Data excerpts:
= Beginning of Section =

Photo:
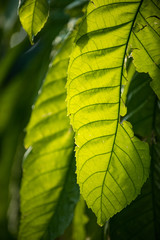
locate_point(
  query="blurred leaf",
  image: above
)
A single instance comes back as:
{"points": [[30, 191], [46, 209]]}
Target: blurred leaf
{"points": [[140, 104], [77, 229], [49, 191], [33, 15], [22, 73]]}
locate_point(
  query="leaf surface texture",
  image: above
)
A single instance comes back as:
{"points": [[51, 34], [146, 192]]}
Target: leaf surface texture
{"points": [[49, 191], [33, 15], [145, 41], [112, 164]]}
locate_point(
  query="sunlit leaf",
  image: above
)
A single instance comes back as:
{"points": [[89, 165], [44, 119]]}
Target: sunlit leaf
{"points": [[145, 41], [33, 15], [112, 164], [140, 220], [49, 191]]}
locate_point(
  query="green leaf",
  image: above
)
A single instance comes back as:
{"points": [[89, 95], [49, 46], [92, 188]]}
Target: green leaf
{"points": [[49, 191], [140, 104], [112, 164], [145, 41], [33, 15], [140, 220]]}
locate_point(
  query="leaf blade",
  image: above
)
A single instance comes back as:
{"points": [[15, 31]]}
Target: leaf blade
{"points": [[94, 102], [49, 191], [33, 15]]}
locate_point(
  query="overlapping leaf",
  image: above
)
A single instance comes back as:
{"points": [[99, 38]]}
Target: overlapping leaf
{"points": [[112, 164], [145, 41], [49, 191], [33, 15], [140, 220]]}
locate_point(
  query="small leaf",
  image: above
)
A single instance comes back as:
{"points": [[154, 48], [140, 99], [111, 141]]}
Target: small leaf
{"points": [[33, 15]]}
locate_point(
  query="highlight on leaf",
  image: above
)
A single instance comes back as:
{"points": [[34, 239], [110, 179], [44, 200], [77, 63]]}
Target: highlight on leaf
{"points": [[49, 191], [33, 15], [112, 164]]}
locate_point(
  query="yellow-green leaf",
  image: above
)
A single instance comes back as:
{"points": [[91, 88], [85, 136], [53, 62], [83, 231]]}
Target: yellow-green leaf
{"points": [[33, 15], [112, 164], [49, 191], [145, 41]]}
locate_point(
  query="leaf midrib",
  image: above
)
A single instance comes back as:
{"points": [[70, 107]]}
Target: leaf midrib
{"points": [[119, 102]]}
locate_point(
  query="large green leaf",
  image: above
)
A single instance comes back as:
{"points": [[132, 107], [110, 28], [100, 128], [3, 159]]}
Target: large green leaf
{"points": [[33, 15], [49, 191], [140, 220], [145, 40], [112, 164]]}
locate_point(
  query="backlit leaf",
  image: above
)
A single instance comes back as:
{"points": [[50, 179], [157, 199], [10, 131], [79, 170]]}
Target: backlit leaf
{"points": [[49, 191], [112, 164], [33, 15], [145, 41]]}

= End of Section =

REQUIRED ACTION –
Copy each line above exactly. Images do not belong in the copy.

WRITTEN RESPONSE –
Photo:
locate_point(
  query="blurred leaf",
  image: above
)
A single instance comes back as:
{"points": [[30, 191], [46, 209]]}
Target: blurred leaf
{"points": [[140, 104], [77, 229], [49, 191], [33, 15], [22, 73]]}
locate_point(
  query="leaf surface texture",
  image: above
)
A single instance comes back as:
{"points": [[51, 34], [146, 192]]}
Target: leaf surface texture
{"points": [[49, 191], [33, 15], [145, 41], [112, 164]]}
locate_point(
  query="sunlit leaf",
  image: above
)
A single instance comes back as:
{"points": [[89, 165], [44, 119]]}
Target: sunlit leaf
{"points": [[145, 41], [33, 15], [112, 164], [140, 220], [49, 191]]}
locate_point(
  query="green leaf",
  image: above
)
A single instance comes back as:
{"points": [[89, 95], [49, 46], [92, 188]]}
Target: green leaf
{"points": [[49, 191], [140, 104], [112, 164], [145, 41], [33, 15], [140, 220]]}
locate_point(
  query="leaf blade",
  image: above
)
A single instance comes back as:
{"points": [[15, 31]]}
Target: leaf blade
{"points": [[94, 102], [49, 191], [33, 15]]}
locate_point(
  query="overlapping leaf",
  image: above
)
A single instance comes back as:
{"points": [[99, 38]]}
Target: overlapping leaf
{"points": [[112, 164], [145, 41], [49, 191], [33, 15], [140, 220]]}
locate_point(
  query="small leaf",
  image: above
)
A single instance comes back as:
{"points": [[154, 48], [140, 99], [111, 141]]}
Target: small leaf
{"points": [[33, 15]]}
locate_point(
  query="highlight on leaf",
  image: above
)
A single instance comes back as:
{"points": [[34, 239], [110, 179], [44, 200], [77, 63]]}
Target: highlight on leaf
{"points": [[49, 191], [33, 15], [112, 164]]}
locate_point(
  query="yellow-green leaf",
  image: above
)
A single instance comes back as:
{"points": [[91, 88], [85, 136], [53, 62], [83, 231]]}
Target: yellow-green leaf
{"points": [[33, 15], [112, 164], [49, 191], [145, 41]]}
locate_point(
  query="leaf midrib",
  image: above
)
A single instance comes back as:
{"points": [[70, 107]]}
Target: leaf midrib
{"points": [[119, 102]]}
locate_point(
  query="large green leaf",
  image: above
)
A single instance comes back as:
{"points": [[132, 107], [110, 28], [100, 128], [3, 159]]}
Target: large green leaf
{"points": [[33, 15], [49, 191], [140, 220], [145, 40], [112, 164]]}
locate_point(
  query="backlit leaf",
  image: above
)
A single instance comes back as:
{"points": [[50, 179], [157, 199], [10, 131], [79, 170]]}
Target: backlit leaf
{"points": [[49, 191], [112, 164], [33, 15], [145, 41]]}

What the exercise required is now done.